== ОТРЫВОК СО СТРАНИЦЫ ==
• • •

И вот балерина в кабинете Меркулова. На улыбчивом, чуть ли не галантном человеке ладненько сидел китель цвета хаки с накладными грудными карманчиками. Густая шевелюра, величественная стать. Всеволоду Николаевичу Меркулову, правой руке Берии, оставалась тогда всего пара-тройка лет до поста наркома госбезопасности СССР.

И еще довольно долго до пули в затылок. Его расстреляли в 1953-м. Российская историография до сих пор не знает, в какой реестр его с Абакумовым и Берией занести: извергов, пыточников и насильников или столпов атомного развития СССР…

На меня Меркулов посматривал липким, раздевающим взглядом, но рук не распускал.

– Видел вас на сцене, – очень медленно, почти по буквам произнес он. Я продолжала причитать: младенец-то не виновен. Ведь законы у нас гуманные…

Выслушав рассказ о мытарствах Рахили, Меркулов неожиданно молвил веско:

– Примем меры. Сможете поехать, перевезти сестру. Будет дано указание.

И действительно, стряслось невероятное: сестре заменили восемь лет трудовых лагерей на восемь же лет вольного поселения в пределах Казахстана, а именно – в Чимкенте.

Помню, мне тогда пришлось отклонить приглашение на Декаду российского искусства в Минске, за участие в которой обещали дать звание Народной артистки Белорусской ССР. Сейчас смешно, а в те времена это представлялось важным.

И снова я сменила коммуналку в Щепкинском на мягкий вагон поезда Москва – Казахстан.

…Моя мечта осуществилась. Раскрылась калитка проходной лагеря в Акмолинске, и оттуда, из зоны, выбежал, как мне показалось, почему-то очень толстый Азарик, которому было год и семь месяцев.

Трудно описать те чувства, что я испытывала, подхватив подбежавшего Азарика на руки…

Какой тогда поднялся женский плач! По сей день я помню этот страшный вой в степи тысяч невольниц-матерей. Как кричали они, женщины-жертвы, по ту сторону проволоки!

• • •

== ПРЕДОСТАВЛЕННЫЕ ДАННЫЕ ==
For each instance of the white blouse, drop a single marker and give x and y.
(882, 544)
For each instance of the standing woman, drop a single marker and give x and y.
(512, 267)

• • •

== ЗАДАНИЯ ==
A: Перечислите всех людей, которых отрывок называет по имени или фамилии.
B: Перепишите из отрывка дословно фрагмент: начните со слов, где есть "И снова я сменила", и остановитесь после "и семь месяцев.".
Отвечайте только по отрывку.

== ОТВЕТЫ ==
A: Всеволод Николаевич Меркулов, Берия, Абакумов, Рахиль, Азарик

B:
И снова я сменила коммуналку в Щепкинском на мягкий вагон поезда Москва – Казахстан.

…Моя мечта осуществилась. Раскрылась калитка проходной лагеря в Акмолинске, и оттуда, из зоны, выбежал, как мне показалось, почему-то очень толстый Азарик, которому было год и семь месяцев.